PASSAGE FOR REVIEW:
******

McMillan’s writing is characterized by wit, warmth, and wisdom, and her oeuvre brought new visibility to a perspective sorely lacking in the publishing world. Her novels tell the stories of complex Black women navigating romance, personal relationships, family drama, high-powered careers, and new stages of life. McMillan says she likes writing stories where characters have to own up to their faults and self-inflicted troubles — “there’s something that you have to do to improve the quality of your life and how you feel and think and respect others.”
“It’s not me forcing a character to turn a corner,” she said. “I try to write realistic stories about realistic people going through realistic things. Sometimes [their actions] work, sometimes they don’t.”
“I like it when I put characters in situations where there’s something about their behavior that is going to have to change, they’re going to be tested,” she elaborated. Her characters have to reassess their thoughts and feelings and actions and realize that the world doesn’t revolve around them, and that it’s okay to reach out to someone for help.

******

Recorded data
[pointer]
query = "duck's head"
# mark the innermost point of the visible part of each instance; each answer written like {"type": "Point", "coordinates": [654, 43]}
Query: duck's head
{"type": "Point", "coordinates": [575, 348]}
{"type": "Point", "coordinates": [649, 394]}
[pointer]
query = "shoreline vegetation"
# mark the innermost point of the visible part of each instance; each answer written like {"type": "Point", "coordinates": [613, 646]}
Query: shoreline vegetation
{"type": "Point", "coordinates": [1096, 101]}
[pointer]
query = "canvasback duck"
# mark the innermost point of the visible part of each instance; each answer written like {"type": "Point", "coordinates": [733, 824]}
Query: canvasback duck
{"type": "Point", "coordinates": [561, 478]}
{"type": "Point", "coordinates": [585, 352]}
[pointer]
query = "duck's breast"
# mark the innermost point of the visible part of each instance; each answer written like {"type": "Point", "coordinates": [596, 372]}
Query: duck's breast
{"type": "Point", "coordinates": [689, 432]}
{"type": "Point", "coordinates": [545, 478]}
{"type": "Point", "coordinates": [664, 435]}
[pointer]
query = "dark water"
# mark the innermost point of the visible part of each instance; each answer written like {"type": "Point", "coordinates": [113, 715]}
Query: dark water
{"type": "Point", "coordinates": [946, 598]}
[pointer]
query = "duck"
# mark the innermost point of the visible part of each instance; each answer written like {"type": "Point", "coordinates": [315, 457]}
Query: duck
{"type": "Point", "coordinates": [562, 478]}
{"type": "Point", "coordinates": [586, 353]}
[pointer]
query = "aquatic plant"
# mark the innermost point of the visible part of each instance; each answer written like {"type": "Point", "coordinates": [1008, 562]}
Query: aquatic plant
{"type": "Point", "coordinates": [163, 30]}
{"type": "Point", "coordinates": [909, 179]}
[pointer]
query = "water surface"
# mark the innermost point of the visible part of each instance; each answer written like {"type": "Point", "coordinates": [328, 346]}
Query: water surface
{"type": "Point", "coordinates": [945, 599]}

******

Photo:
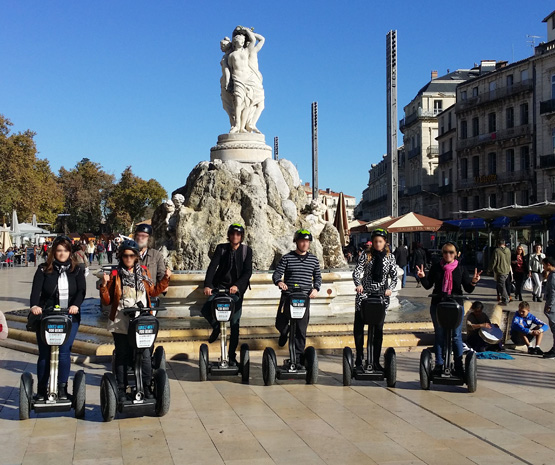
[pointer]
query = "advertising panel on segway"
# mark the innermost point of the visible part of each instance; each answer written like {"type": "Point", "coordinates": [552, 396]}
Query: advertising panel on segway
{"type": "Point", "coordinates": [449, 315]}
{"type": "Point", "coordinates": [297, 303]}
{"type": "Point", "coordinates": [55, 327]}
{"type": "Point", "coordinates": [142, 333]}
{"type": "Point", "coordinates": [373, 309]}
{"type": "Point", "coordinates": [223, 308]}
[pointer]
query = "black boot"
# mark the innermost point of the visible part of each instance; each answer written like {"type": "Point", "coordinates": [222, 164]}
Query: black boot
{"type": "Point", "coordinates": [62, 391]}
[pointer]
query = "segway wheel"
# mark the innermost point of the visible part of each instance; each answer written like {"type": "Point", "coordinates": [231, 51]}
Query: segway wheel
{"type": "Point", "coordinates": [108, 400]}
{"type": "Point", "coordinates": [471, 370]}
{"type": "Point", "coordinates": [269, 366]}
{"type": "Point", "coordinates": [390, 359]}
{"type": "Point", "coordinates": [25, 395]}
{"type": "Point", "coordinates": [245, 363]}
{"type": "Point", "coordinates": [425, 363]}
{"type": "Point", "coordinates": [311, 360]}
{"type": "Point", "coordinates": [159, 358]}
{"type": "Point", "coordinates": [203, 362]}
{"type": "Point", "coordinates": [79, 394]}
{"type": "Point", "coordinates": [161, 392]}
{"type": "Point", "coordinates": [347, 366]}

******

TASK INSTRUCTIONS:
Reproduce the passage on McMillan's fiction word for word, in its entirety.

SOLUTION FOR THIS TASK:
McMillan’s writing is characterized by wit, warmth, and wisdom, and her oeuvre brought new visibility to a perspective sorely lacking in the publishing world. Her novels tell the stories of complex Black women navigating romance, personal relationships, family drama, high-powered careers, and new stages of life. McMillan says she likes writing stories where characters have to own up to their faults and self-inflicted troubles — “there’s something that you have to do to improve the quality of your life and how you feel and think and respect others.”
“It’s not me forcing a character to turn a corner,” she said. “I try to write realistic stories about realistic people going through realistic things. Sometimes [their actions] work, sometimes they don’t.”
“I like it when I put characters in situations where there’s something about their behavior that is going to have to change, they’re going to be tested,” she elaborated. Her characters have to reassess their thoughts and feelings and actions and realize that the world doesn’t revolve around them, and that it’s okay to reach out to someone for help.